Entries supplied Block Start

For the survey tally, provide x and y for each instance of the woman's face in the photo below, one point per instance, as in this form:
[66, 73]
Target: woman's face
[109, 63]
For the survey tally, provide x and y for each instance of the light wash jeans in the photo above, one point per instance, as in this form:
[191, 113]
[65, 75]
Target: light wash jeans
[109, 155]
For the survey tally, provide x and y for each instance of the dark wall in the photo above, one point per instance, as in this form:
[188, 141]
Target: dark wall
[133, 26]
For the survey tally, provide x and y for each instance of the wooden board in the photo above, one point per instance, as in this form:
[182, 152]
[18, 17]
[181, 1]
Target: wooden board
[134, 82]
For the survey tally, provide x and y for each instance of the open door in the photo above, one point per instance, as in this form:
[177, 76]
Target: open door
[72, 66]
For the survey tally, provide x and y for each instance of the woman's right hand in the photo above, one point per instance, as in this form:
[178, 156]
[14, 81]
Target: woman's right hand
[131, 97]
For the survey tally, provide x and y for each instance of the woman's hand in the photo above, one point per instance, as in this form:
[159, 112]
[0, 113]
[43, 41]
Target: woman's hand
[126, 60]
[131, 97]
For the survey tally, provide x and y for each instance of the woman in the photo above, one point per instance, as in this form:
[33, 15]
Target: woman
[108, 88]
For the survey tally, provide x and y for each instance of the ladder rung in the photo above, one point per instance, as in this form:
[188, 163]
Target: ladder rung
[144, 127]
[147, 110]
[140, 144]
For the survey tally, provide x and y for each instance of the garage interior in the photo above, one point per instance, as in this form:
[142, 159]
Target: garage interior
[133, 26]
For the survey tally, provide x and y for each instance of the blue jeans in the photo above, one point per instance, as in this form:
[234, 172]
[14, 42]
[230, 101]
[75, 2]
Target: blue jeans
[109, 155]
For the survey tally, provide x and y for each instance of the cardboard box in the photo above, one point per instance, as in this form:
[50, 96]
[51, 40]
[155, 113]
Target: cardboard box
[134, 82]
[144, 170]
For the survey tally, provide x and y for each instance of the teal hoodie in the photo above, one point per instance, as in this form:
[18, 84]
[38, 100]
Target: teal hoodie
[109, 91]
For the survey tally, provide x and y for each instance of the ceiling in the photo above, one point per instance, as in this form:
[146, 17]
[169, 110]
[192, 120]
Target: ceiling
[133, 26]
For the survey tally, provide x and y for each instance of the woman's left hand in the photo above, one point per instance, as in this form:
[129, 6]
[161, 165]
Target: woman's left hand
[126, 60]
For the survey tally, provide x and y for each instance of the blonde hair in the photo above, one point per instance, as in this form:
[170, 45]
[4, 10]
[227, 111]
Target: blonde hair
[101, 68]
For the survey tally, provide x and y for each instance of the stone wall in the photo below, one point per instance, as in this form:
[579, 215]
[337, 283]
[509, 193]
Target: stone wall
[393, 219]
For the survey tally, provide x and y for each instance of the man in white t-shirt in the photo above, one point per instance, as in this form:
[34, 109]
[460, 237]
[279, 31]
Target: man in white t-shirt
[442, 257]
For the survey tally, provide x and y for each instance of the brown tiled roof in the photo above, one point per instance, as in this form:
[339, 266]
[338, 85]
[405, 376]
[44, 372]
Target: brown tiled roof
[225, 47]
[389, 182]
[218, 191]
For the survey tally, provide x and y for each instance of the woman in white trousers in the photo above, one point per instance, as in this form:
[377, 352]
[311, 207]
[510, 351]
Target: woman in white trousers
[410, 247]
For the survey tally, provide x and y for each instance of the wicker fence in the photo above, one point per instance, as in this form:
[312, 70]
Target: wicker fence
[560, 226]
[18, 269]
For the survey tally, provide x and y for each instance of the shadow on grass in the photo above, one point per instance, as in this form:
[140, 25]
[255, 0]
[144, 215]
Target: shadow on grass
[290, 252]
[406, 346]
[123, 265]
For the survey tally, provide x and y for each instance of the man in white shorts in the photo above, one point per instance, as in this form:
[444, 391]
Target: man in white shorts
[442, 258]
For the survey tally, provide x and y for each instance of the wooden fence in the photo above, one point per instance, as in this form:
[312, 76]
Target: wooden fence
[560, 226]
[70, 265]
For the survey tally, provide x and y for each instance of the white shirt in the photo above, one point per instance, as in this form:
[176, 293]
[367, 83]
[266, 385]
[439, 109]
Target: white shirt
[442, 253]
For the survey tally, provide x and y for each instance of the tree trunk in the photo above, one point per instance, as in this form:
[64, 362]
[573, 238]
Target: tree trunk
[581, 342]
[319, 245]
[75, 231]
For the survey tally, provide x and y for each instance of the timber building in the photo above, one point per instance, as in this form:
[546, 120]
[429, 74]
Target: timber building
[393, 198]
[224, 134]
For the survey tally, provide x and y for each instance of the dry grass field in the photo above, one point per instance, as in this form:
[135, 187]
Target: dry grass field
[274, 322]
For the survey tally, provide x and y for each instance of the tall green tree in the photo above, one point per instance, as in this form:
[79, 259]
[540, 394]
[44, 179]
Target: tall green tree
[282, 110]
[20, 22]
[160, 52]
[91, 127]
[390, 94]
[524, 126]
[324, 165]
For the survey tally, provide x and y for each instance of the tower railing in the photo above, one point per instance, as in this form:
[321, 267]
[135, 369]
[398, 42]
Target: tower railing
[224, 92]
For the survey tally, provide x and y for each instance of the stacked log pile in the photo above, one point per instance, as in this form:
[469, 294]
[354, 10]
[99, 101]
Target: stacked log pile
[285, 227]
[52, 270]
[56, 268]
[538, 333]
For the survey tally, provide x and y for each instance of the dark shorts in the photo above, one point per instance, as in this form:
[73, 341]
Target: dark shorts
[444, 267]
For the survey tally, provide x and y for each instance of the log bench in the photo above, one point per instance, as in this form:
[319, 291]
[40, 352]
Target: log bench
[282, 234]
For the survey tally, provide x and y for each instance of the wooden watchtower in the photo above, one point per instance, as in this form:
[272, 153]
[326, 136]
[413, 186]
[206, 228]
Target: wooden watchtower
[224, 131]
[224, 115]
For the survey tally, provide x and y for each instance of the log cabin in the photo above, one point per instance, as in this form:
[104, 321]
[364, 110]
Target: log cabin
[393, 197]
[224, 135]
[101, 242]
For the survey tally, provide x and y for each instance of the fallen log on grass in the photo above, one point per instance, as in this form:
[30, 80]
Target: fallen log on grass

Entries supplied Block End
Entries supplied Block Start

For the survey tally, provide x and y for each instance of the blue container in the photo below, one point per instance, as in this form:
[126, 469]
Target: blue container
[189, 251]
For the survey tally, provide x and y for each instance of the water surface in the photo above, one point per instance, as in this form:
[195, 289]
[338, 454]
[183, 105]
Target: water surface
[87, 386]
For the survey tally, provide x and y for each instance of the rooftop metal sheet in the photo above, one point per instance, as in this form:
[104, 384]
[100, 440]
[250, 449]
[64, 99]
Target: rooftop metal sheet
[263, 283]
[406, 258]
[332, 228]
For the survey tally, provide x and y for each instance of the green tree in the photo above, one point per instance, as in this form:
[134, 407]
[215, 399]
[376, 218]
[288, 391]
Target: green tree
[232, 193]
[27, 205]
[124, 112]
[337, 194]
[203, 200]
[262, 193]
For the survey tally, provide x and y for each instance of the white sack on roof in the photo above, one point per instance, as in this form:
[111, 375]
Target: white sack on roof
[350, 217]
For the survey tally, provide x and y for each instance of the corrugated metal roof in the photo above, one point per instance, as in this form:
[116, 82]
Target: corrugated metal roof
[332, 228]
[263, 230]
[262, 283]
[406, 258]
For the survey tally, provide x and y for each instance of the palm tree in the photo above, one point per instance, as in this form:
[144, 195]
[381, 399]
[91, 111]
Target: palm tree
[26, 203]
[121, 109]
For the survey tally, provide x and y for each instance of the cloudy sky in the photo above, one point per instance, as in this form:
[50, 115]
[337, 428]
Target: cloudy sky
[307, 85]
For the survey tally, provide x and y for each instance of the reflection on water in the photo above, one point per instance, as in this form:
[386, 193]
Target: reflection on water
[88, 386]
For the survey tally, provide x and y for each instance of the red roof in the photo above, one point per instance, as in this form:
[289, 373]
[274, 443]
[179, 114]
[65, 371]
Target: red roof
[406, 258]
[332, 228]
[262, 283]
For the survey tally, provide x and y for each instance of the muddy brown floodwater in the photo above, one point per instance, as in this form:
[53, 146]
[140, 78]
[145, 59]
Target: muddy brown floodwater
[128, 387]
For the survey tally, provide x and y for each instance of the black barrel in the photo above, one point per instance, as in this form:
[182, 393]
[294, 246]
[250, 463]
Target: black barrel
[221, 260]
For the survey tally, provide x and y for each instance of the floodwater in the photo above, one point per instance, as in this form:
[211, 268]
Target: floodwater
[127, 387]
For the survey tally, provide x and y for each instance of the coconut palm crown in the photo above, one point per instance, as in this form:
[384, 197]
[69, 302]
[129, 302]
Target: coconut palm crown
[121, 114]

Entries supplied Block End

In the data, how many lines include the string "below"? Reply with only that number.

3